[Opening Text provided section]

These three are all things that add to articles in the Scottish Beekeeper and the link is given in the magazine. Two of them are in the issue that dropped through my letter box today.
We have talked about linking focussed SBAi debates and the magazine, but we haven't done anything about that yet.
Gavin's version of the pesticide background - that's just Gavin doing what Gavin does best: cherrypicking those morsels of science that suit his view of the world.
Panna (pesticide Action Network) is an organization which campaigns for the reduction or elimination of pesticide use.
Fair enough, laudable aims, but hardly going to give an impartial view.
I read this report 10 days ago, a week before borderbeeman posted it all over the internet a couple of days ago, and made some criticism of it on Bee-L , specifically with regard to the Mullin et al paper on chemicals found in bee colonies and the gratuitous slurs against scientists working in the field of pesticide research.
I have read most of the papers referenced in this study.
They have been selected to back up the case against pesticide use and do not represent an overview of the current literature. There are many studies which have shown that honeybees are not affected by neonicotinoid pesticides at field realistic levels and not one of them has been included in this report.
I wonder why.
Gavin's review is a year old. I suggested to him a while back that it could be updated to add some of the more recent papers which look at the relationship between bees and pesticides.

[Closing Text provided section]
[Opening Extracted entries section]

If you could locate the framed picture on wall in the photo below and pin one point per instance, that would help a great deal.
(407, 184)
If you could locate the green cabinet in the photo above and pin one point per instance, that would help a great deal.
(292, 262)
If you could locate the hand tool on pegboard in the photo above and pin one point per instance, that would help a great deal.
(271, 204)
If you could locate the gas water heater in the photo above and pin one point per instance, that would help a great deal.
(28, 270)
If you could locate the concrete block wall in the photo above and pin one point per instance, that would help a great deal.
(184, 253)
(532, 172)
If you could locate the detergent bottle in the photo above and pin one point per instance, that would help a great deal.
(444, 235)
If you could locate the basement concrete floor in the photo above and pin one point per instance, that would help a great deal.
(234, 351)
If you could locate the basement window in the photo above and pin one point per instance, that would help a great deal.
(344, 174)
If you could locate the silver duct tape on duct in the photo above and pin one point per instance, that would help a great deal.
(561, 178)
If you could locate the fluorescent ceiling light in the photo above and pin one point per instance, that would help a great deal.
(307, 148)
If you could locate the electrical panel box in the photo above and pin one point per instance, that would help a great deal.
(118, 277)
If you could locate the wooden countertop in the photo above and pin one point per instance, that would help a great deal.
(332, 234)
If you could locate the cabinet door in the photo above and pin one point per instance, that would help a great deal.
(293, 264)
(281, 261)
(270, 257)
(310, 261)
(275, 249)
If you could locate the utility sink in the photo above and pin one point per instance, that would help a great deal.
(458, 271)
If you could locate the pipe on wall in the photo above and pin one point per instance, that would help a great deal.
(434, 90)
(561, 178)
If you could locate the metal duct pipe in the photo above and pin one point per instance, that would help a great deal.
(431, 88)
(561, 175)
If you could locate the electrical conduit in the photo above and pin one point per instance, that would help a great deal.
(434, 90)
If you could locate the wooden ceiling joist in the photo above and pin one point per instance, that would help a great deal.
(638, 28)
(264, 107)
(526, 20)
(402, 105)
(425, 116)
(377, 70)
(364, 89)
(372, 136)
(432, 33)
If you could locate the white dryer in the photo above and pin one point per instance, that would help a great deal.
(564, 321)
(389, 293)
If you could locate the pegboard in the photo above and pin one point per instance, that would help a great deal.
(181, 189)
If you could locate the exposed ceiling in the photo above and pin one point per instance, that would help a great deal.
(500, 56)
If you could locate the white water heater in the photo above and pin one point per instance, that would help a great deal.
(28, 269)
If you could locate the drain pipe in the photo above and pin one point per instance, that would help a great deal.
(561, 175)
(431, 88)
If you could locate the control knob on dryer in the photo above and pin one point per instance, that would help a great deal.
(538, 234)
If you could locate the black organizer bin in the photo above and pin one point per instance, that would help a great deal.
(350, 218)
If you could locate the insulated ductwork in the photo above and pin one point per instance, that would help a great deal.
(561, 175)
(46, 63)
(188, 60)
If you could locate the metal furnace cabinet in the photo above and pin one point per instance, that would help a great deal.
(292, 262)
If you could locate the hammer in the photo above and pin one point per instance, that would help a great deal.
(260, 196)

[Closing Extracted entries section]

# Exercise details
In the text about bees and pesticides, what does Panna campaign for?

# Solved exercise
The reduction or elimination of pesticide use.